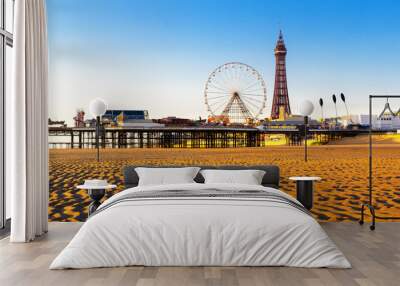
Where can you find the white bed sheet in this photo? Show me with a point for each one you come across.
(200, 232)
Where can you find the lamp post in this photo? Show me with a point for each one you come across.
(306, 109)
(97, 108)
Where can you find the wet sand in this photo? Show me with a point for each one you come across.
(343, 168)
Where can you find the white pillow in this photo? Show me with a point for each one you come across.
(166, 176)
(248, 177)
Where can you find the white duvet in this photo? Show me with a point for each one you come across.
(202, 232)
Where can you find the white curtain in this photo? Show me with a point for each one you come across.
(26, 127)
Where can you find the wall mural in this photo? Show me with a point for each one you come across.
(244, 118)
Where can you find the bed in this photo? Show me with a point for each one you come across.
(198, 224)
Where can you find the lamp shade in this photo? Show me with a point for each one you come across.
(306, 108)
(97, 107)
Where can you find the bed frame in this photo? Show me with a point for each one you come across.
(271, 177)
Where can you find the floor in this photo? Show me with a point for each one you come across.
(375, 257)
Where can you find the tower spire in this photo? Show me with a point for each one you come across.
(280, 103)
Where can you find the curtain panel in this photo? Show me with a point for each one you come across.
(26, 126)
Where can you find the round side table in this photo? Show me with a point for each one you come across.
(305, 190)
(96, 193)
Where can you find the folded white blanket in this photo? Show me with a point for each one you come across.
(200, 230)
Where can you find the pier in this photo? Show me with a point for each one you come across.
(186, 137)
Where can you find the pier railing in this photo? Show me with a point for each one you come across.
(186, 137)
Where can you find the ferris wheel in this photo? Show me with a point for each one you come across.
(235, 91)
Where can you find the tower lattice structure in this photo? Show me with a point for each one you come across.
(280, 103)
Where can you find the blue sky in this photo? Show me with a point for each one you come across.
(157, 54)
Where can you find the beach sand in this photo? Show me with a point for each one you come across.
(342, 167)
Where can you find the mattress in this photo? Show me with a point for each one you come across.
(201, 225)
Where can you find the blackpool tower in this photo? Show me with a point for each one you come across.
(280, 103)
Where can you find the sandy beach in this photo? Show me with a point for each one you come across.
(342, 167)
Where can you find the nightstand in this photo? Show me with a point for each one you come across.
(305, 190)
(96, 193)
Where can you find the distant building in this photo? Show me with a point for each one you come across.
(176, 121)
(112, 115)
(79, 118)
(280, 103)
(129, 118)
(291, 122)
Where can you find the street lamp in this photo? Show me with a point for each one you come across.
(306, 108)
(97, 108)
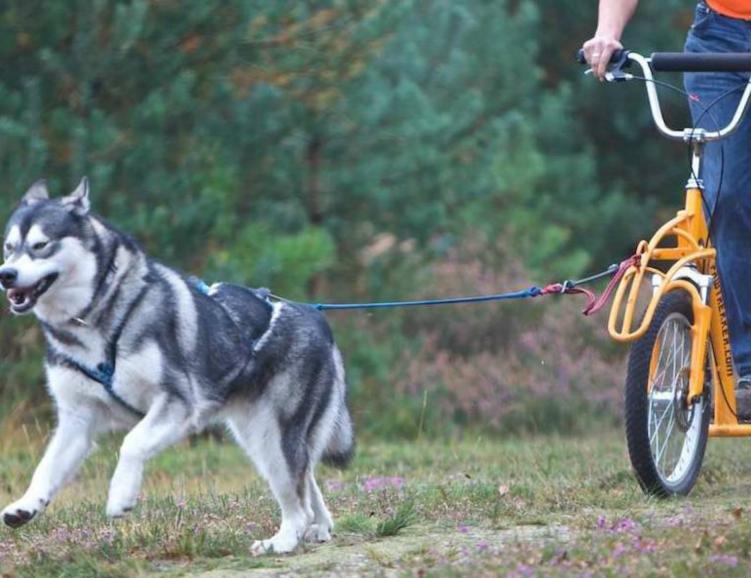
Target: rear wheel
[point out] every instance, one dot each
(666, 437)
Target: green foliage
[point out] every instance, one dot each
(403, 516)
(346, 150)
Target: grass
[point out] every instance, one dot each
(548, 506)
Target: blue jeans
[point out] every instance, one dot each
(731, 227)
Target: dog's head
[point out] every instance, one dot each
(45, 247)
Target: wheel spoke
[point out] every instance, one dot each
(670, 445)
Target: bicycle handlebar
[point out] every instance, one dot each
(701, 62)
(614, 58)
(684, 62)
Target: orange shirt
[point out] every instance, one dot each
(734, 8)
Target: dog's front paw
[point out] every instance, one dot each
(318, 533)
(22, 511)
(119, 506)
(276, 545)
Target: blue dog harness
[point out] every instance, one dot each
(104, 373)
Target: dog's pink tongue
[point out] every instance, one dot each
(17, 296)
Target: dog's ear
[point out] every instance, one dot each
(36, 193)
(78, 200)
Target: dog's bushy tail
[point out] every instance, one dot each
(341, 446)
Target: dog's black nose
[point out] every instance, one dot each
(8, 277)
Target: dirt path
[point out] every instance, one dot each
(347, 558)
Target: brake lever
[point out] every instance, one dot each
(615, 71)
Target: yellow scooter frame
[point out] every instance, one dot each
(692, 249)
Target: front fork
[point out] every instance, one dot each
(699, 330)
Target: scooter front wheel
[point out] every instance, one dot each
(666, 436)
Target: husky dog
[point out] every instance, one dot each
(134, 345)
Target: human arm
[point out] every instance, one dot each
(613, 15)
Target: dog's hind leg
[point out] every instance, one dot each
(262, 440)
(323, 524)
(65, 453)
(166, 423)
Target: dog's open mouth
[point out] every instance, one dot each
(22, 299)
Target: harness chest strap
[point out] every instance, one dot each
(104, 373)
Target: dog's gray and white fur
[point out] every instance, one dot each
(182, 358)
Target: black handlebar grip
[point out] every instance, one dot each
(701, 61)
(617, 56)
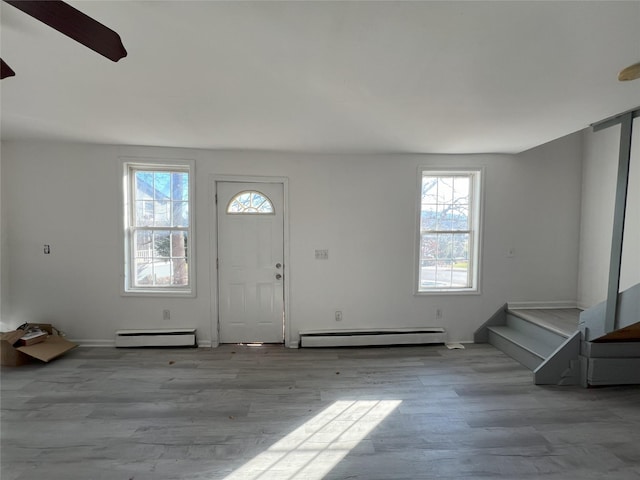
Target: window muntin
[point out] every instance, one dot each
(449, 231)
(158, 229)
(250, 202)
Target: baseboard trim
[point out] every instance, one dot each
(93, 343)
(544, 305)
(112, 343)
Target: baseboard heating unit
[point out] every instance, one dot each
(158, 337)
(364, 337)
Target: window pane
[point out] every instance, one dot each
(158, 257)
(445, 208)
(144, 214)
(162, 215)
(429, 190)
(180, 186)
(162, 244)
(162, 185)
(143, 242)
(144, 272)
(180, 214)
(251, 203)
(443, 276)
(144, 186)
(445, 190)
(460, 218)
(180, 271)
(461, 190)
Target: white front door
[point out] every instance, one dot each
(250, 262)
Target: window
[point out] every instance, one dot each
(449, 235)
(250, 202)
(158, 228)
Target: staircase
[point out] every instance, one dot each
(547, 341)
(569, 346)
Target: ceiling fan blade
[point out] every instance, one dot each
(5, 70)
(75, 24)
(632, 72)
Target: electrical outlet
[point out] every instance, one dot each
(322, 254)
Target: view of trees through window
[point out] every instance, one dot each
(160, 228)
(445, 231)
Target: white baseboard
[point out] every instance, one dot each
(112, 343)
(93, 343)
(544, 305)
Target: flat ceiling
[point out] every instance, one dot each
(419, 77)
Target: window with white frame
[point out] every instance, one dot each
(158, 228)
(449, 231)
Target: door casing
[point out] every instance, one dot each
(213, 249)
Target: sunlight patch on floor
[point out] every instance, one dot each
(313, 449)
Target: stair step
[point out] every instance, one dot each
(540, 332)
(528, 350)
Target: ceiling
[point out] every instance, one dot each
(330, 77)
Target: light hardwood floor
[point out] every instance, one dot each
(237, 412)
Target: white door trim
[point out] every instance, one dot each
(213, 249)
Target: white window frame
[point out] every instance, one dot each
(477, 175)
(128, 166)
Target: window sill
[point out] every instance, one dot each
(466, 291)
(158, 293)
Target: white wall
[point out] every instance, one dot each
(3, 271)
(600, 169)
(361, 208)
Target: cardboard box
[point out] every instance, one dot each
(53, 346)
(35, 336)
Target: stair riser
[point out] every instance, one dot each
(525, 357)
(535, 331)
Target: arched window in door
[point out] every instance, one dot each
(250, 202)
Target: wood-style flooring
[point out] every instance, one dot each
(238, 412)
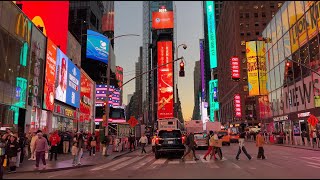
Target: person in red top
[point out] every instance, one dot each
(54, 141)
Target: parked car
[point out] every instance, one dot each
(169, 142)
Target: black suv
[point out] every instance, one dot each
(169, 142)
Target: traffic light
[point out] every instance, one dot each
(181, 72)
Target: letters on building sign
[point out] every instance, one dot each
(23, 27)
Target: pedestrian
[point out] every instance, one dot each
(41, 148)
(131, 142)
(241, 146)
(66, 142)
(191, 146)
(12, 149)
(74, 152)
(210, 140)
(259, 144)
(92, 144)
(54, 142)
(143, 140)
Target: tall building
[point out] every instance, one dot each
(240, 21)
(197, 91)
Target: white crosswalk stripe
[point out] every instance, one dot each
(110, 164)
(119, 166)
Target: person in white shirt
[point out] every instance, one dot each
(143, 140)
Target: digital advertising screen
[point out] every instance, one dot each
(97, 46)
(50, 76)
(165, 80)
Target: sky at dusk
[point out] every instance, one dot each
(128, 20)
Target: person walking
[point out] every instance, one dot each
(41, 148)
(241, 146)
(12, 149)
(66, 142)
(210, 140)
(259, 144)
(92, 144)
(191, 147)
(143, 140)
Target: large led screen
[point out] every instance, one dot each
(67, 80)
(50, 16)
(50, 76)
(165, 80)
(97, 46)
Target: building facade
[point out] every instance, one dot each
(293, 91)
(240, 21)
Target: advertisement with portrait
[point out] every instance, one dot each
(74, 50)
(86, 100)
(50, 76)
(37, 61)
(52, 17)
(67, 81)
(165, 80)
(97, 46)
(162, 20)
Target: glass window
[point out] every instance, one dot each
(275, 54)
(291, 12)
(304, 59)
(314, 53)
(299, 9)
(284, 15)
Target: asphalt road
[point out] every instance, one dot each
(281, 162)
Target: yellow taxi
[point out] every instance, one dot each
(225, 137)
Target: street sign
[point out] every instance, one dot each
(132, 121)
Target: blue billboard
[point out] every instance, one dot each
(67, 86)
(97, 46)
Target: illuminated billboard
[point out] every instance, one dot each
(50, 76)
(165, 80)
(67, 81)
(52, 17)
(235, 68)
(257, 77)
(162, 20)
(211, 22)
(97, 46)
(237, 105)
(213, 98)
(202, 72)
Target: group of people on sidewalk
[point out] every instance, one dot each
(215, 143)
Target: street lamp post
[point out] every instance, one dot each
(176, 96)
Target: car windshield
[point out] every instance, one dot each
(170, 134)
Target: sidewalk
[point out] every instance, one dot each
(292, 146)
(65, 161)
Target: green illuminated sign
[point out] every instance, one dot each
(211, 22)
(213, 94)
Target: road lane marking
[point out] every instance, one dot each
(236, 166)
(126, 163)
(110, 164)
(142, 163)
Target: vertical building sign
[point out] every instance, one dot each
(235, 68)
(237, 105)
(203, 86)
(211, 33)
(165, 80)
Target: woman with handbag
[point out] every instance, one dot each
(93, 144)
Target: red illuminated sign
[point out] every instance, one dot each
(235, 68)
(52, 17)
(237, 105)
(162, 20)
(165, 80)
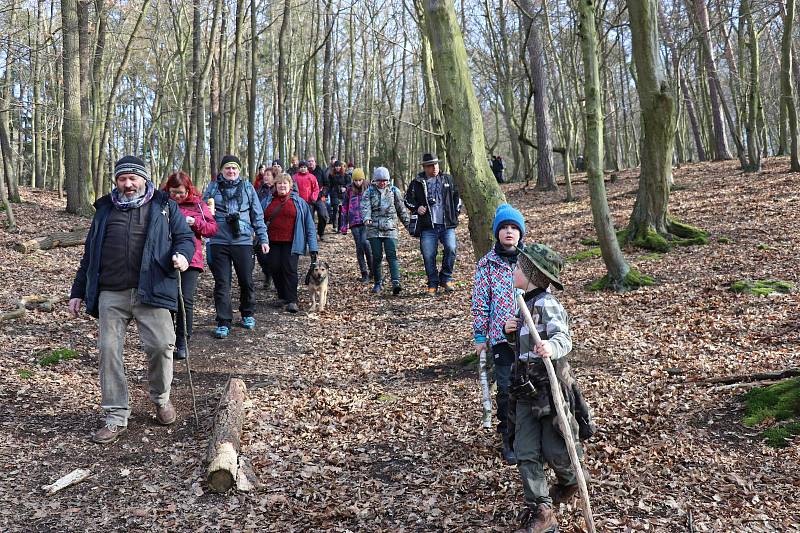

********

- **WHAT YOU HAVE TO DO**
A single number is the answer here: how many lines of the material contain the string "billboard"?

- **FINISHED TASK**
2